→ **Activity**: Report each line from the entries in which "below" can be found.

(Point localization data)
>>>>>
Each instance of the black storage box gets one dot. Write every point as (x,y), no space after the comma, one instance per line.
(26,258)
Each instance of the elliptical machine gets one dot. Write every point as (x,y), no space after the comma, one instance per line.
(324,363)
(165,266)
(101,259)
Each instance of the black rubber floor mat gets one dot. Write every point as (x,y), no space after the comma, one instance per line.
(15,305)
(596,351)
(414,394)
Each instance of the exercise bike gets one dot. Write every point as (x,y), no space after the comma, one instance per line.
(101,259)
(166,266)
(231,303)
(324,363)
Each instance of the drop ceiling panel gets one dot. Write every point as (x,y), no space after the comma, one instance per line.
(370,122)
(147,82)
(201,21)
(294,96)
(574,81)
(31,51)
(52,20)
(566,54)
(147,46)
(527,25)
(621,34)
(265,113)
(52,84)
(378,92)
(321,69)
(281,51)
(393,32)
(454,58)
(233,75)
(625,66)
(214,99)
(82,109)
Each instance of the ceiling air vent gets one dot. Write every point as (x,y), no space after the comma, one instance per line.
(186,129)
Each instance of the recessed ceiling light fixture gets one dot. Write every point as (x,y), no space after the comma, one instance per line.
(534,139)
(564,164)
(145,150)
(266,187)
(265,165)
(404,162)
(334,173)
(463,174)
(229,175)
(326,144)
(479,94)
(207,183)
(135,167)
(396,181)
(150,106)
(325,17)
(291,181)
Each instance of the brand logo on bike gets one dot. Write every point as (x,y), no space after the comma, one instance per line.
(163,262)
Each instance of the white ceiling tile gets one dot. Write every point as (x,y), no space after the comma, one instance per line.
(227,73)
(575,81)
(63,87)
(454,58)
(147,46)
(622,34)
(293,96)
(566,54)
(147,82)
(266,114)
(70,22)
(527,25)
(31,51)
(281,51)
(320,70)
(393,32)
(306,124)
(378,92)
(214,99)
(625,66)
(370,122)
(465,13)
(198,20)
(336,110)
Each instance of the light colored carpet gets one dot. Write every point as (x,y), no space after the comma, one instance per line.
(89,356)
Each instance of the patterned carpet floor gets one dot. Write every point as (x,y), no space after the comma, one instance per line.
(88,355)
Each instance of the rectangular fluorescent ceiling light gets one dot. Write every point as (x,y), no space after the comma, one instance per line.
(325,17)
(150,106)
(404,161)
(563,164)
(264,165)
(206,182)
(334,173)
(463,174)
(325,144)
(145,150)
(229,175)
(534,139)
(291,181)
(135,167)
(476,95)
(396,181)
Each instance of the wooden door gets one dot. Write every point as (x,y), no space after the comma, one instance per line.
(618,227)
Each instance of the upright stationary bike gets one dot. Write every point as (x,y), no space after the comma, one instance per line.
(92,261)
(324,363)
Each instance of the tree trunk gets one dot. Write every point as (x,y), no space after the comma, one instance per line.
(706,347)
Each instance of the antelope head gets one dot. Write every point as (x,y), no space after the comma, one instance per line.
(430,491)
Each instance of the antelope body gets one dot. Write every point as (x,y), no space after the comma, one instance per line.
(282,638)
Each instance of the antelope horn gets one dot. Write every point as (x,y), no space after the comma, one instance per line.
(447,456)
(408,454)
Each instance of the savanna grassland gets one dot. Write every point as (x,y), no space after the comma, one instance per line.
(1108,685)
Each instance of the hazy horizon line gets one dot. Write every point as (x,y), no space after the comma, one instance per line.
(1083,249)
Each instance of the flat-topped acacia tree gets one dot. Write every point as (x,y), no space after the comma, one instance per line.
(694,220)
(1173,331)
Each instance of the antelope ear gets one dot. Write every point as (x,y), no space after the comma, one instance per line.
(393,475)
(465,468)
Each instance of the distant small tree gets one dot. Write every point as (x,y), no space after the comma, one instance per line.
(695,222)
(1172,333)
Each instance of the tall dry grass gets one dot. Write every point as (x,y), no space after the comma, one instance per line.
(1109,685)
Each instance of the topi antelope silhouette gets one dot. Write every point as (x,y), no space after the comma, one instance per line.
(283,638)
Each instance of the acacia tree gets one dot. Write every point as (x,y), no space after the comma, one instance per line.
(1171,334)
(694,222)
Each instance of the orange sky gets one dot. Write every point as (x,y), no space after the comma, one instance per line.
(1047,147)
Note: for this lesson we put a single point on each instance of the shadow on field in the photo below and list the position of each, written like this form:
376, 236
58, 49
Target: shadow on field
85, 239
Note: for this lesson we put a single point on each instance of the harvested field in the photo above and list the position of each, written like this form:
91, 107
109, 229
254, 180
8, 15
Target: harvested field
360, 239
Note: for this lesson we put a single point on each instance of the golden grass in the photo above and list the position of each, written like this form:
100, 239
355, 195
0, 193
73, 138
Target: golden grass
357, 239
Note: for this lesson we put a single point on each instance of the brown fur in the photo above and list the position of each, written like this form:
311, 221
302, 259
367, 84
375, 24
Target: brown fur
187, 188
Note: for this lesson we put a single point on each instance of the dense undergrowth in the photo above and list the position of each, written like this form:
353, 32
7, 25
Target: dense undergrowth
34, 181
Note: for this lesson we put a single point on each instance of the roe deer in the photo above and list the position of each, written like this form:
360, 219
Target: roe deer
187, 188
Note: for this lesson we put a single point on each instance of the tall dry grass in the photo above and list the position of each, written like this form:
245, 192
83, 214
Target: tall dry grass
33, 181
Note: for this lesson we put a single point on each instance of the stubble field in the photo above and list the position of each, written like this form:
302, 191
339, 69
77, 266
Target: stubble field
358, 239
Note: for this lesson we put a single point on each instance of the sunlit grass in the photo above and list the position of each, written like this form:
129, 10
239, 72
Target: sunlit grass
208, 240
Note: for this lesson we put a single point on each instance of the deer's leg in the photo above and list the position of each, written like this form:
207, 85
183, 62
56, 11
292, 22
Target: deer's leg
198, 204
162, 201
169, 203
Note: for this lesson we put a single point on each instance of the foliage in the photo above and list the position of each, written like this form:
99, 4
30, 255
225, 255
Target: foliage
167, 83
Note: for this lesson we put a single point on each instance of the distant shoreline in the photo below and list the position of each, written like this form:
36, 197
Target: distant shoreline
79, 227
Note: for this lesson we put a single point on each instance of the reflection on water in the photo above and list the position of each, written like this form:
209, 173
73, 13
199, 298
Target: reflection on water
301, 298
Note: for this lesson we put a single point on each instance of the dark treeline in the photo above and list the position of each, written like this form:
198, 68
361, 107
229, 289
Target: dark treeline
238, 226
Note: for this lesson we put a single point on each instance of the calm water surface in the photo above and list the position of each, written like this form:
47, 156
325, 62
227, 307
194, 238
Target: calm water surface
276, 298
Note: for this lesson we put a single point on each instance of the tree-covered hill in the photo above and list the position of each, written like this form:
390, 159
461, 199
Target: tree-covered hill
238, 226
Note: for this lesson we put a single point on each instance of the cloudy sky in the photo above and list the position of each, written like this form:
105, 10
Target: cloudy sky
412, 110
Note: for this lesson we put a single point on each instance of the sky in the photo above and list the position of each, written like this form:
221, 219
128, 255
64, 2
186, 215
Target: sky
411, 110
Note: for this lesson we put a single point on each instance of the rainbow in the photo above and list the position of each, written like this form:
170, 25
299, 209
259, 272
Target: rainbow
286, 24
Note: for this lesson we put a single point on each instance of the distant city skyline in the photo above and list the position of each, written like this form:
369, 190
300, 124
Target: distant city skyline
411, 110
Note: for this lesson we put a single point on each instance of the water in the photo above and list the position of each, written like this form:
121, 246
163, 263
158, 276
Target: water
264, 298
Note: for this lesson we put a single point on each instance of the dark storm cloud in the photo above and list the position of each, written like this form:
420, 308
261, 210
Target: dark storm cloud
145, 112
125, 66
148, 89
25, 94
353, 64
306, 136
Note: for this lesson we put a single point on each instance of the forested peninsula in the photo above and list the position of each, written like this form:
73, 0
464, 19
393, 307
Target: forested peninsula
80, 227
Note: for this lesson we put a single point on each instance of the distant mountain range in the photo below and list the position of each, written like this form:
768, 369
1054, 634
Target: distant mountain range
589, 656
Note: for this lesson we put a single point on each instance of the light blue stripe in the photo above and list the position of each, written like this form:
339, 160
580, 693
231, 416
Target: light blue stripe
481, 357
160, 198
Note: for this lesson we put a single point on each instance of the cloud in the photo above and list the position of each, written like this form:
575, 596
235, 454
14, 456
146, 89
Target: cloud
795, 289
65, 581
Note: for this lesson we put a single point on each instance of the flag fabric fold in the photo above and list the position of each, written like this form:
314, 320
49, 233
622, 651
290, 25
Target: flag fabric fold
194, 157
<<<<<
→ **Exercise response**:
Note: for this lesson we put a single point on each instance of the shadow on field in the photo below and list the position of each, written like this form:
Note: for this lesson we put a single point on each instance of the distant shoreline in the photo below and list the position of each, written like this form:
Note: for this lesson we put a single point on each instance of the distant mountain range in the photo below and list the position of each, written like this form:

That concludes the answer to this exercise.